§ **PAGE TEXT**:
France ‘very confident’ Brussels will not oppose new parental control bill

A decree will have to specify the technical characteristics and minimum functionalities that these parental control tools will have to include, the proper application of which will be in the hands of the national frequency agency ANFR which manages all radio frequencies in the country. [sakkmesterke/Shutterstock]

The French government notified the European Commission last week of a new bill aimed at ensuring electronic devices like computers, phones, gaming consoles and tablets sold in the country have parental controls pre-installed. The bill’s authors are “very confident” Brussels would not oppose the proposed law.  EURACTIV France reports.

The bill, tabled at the start of November and supported at the highest level of government, aims to rearm parents by ensuring that the activation or non-activation of such controls on all digital devices is an obligatory step when first using such devices.

Bruno Steder, La République En Marche MP and the bill’s drafter, told EURACTIV that “it’s not a technological gamble I’m making, it’s a human gamble.” According to him, parents should be put “back at the centre of the game” in protecting children online.

Data records:
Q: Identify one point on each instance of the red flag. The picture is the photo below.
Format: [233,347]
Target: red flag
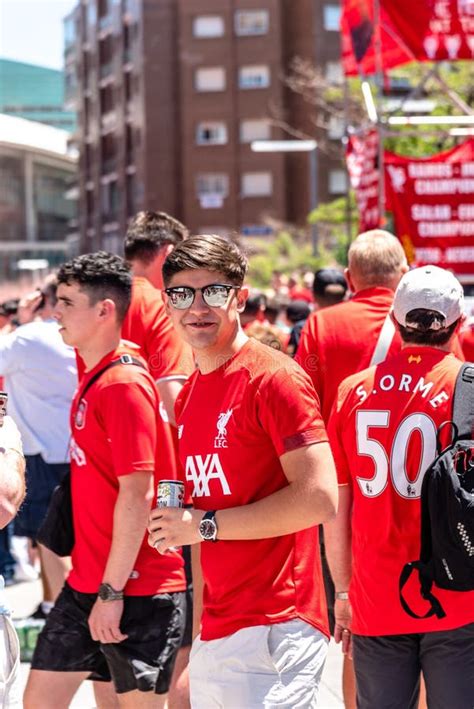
[361,157]
[432,200]
[425,30]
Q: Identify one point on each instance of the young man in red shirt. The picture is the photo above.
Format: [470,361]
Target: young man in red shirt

§ **GOALS**:
a: In the article about the French parental control bill, which body will be in charge of ensuring the tools are properly applied?
b: Rewrite the passage of the parental control article that begins at "The bill, tabled" and stops after "using such devices.", swapping "parents" for "families".

§ **ANSWERS PROVIDED**:
a: The national frequency agency ANFR.

b:
The bill, tabled at the start of November and supported at the highest level of government, aims to rearm families by ensuring that the activation or non-activation of such controls on all digital devices is an obligatory step when first using such devices.